◆ **Exercise goal**
Copy out the lines from the one containing "white flower, that would be wonderful." through the one containing "(1015, 205)", keeping the requests, and move every coordinate in the answers by -139.

Entries from a point annotation set
· · · · · · ·
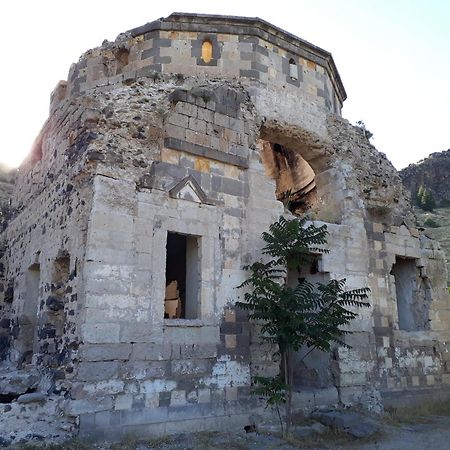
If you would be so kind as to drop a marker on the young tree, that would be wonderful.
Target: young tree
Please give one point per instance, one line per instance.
(310, 315)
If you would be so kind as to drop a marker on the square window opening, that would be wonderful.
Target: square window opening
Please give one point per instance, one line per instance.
(412, 295)
(182, 298)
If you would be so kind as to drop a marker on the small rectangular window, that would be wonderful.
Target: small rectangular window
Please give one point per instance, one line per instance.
(28, 328)
(182, 277)
(412, 295)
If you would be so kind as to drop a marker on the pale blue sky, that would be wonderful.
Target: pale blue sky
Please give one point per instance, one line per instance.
(393, 57)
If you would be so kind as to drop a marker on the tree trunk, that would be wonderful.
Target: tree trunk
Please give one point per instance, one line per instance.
(289, 370)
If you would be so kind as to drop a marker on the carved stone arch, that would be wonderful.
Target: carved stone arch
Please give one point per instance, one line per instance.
(302, 165)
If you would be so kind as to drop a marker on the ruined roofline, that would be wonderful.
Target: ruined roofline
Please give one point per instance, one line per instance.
(249, 26)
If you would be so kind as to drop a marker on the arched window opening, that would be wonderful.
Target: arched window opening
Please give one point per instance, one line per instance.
(294, 177)
(207, 51)
(293, 70)
(122, 56)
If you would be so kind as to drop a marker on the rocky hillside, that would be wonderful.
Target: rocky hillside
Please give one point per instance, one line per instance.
(6, 185)
(433, 173)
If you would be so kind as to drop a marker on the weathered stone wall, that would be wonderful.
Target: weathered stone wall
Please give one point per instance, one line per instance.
(125, 160)
(49, 211)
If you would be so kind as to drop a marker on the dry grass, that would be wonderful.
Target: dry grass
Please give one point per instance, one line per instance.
(73, 444)
(422, 413)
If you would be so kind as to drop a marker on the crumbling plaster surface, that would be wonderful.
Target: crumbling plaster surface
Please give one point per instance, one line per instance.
(114, 148)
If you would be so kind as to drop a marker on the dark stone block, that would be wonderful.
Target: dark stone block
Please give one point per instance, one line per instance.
(216, 183)
(248, 56)
(259, 67)
(232, 187)
(162, 59)
(251, 40)
(9, 294)
(54, 303)
(149, 71)
(260, 49)
(249, 74)
(231, 328)
(158, 42)
(154, 51)
(164, 399)
(178, 144)
(178, 95)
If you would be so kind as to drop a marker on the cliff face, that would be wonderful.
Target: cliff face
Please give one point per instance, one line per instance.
(6, 185)
(432, 172)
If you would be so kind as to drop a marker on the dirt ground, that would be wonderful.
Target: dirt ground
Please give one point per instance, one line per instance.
(429, 433)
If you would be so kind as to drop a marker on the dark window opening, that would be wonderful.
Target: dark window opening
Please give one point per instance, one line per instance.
(293, 70)
(413, 294)
(182, 277)
(294, 177)
(122, 56)
(207, 51)
(28, 320)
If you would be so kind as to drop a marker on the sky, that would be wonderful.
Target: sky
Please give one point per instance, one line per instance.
(393, 57)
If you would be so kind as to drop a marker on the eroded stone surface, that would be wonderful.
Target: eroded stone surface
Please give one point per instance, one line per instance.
(144, 141)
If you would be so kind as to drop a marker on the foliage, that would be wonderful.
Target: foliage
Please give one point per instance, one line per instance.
(311, 315)
(425, 199)
(360, 124)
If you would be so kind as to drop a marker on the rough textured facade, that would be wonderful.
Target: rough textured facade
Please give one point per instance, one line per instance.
(181, 138)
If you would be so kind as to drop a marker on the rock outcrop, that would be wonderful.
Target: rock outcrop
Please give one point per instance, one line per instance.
(432, 172)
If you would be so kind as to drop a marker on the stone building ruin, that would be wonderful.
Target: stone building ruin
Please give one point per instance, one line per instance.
(165, 156)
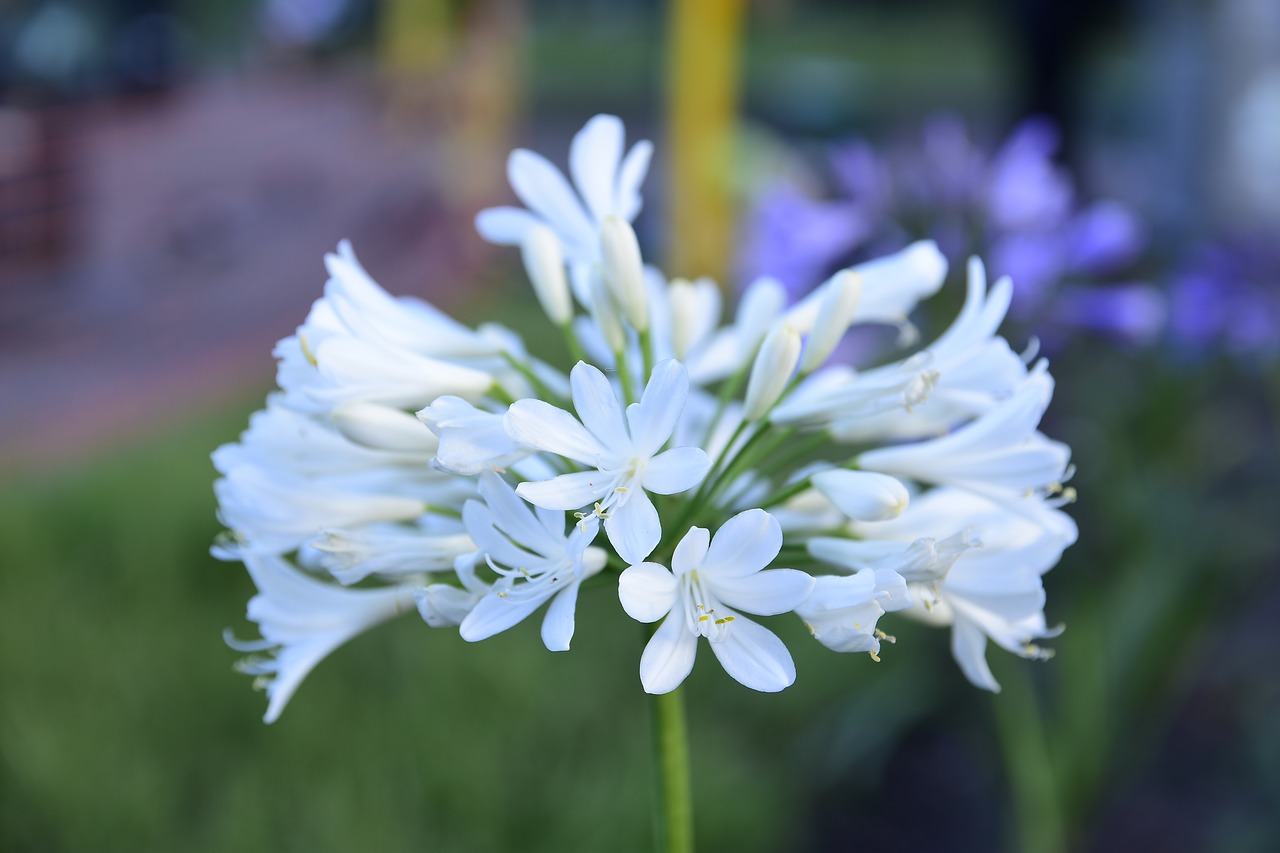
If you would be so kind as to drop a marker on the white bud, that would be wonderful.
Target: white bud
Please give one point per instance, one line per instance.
(863, 496)
(835, 313)
(384, 428)
(775, 364)
(695, 309)
(544, 263)
(604, 311)
(624, 269)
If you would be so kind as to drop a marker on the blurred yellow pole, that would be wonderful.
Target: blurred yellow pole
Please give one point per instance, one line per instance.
(414, 36)
(704, 44)
(452, 76)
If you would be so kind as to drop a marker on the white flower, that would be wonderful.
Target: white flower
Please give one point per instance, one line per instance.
(534, 559)
(863, 495)
(708, 583)
(622, 451)
(960, 375)
(471, 439)
(1000, 455)
(891, 287)
(277, 512)
(993, 591)
(359, 342)
(773, 368)
(607, 183)
(841, 611)
(389, 551)
(302, 620)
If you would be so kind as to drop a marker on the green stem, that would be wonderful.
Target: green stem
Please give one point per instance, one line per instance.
(1020, 729)
(675, 807)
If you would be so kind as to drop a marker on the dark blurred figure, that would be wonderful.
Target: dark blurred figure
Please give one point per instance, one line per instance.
(55, 56)
(1050, 37)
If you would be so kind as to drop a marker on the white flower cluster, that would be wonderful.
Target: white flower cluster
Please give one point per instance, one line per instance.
(410, 463)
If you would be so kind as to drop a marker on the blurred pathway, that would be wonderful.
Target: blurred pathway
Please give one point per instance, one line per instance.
(197, 231)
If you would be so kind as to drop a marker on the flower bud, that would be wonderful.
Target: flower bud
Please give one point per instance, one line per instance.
(773, 366)
(625, 270)
(835, 314)
(695, 310)
(863, 496)
(384, 428)
(544, 263)
(604, 311)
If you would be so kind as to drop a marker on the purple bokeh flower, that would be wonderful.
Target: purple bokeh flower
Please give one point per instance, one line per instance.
(1226, 296)
(1015, 205)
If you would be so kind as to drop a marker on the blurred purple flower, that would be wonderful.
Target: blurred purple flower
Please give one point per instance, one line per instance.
(1015, 206)
(1228, 296)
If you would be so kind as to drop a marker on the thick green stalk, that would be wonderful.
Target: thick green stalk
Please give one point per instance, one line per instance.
· · · · · · ·
◆ **Result of the task**
If you would be so kind as to drop a marker on the white flower, that would be wonderful.
Target: white flower
Please give one point per instance, one line per instance.
(395, 420)
(724, 356)
(569, 444)
(483, 312)
(821, 236)
(332, 300)
(861, 316)
(752, 148)
(138, 373)
(854, 452)
(220, 203)
(634, 229)
(468, 44)
(702, 472)
(250, 412)
(163, 481)
If you would be so kind as to drop a marker on the green stem, that would be wonderful.
Target: green stem
Please give one point per instance, one line per instance.
(881, 590)
(536, 668)
If you would be so kind as to drop a marker on the dark blurred figure, that would be wonderful.
Target: dark blurred figure
Please give one point per instance, one line per instance.
(-84, -83)
(911, -102)
If you would be so kind as to drop a marker on the white flower cluster, that would be wonderful.
Target: white flower cluster
Please give one point per instance, one line per instance.
(271, 324)
If you would be so kind as to drop a marker on the blurred pathway, that would be wonderful.
Target: blurred pathway
Please give one point per instance, one line per instance.
(58, 92)
If you would be so kind as to drop a marker on the flower bud, that would be wonderful.
Target: flower bud
Please give one point per instance, one line per instance.
(634, 227)
(486, 131)
(696, 175)
(556, 171)
(724, 357)
(245, 289)
(405, 124)
(465, 172)
If you would be so kind as to drop a marker on the purple bokeh flower, that would be wonderful.
Target: purple bokeh flower
Please give one point per instance, one line per instance.
(1087, 157)
(876, 66)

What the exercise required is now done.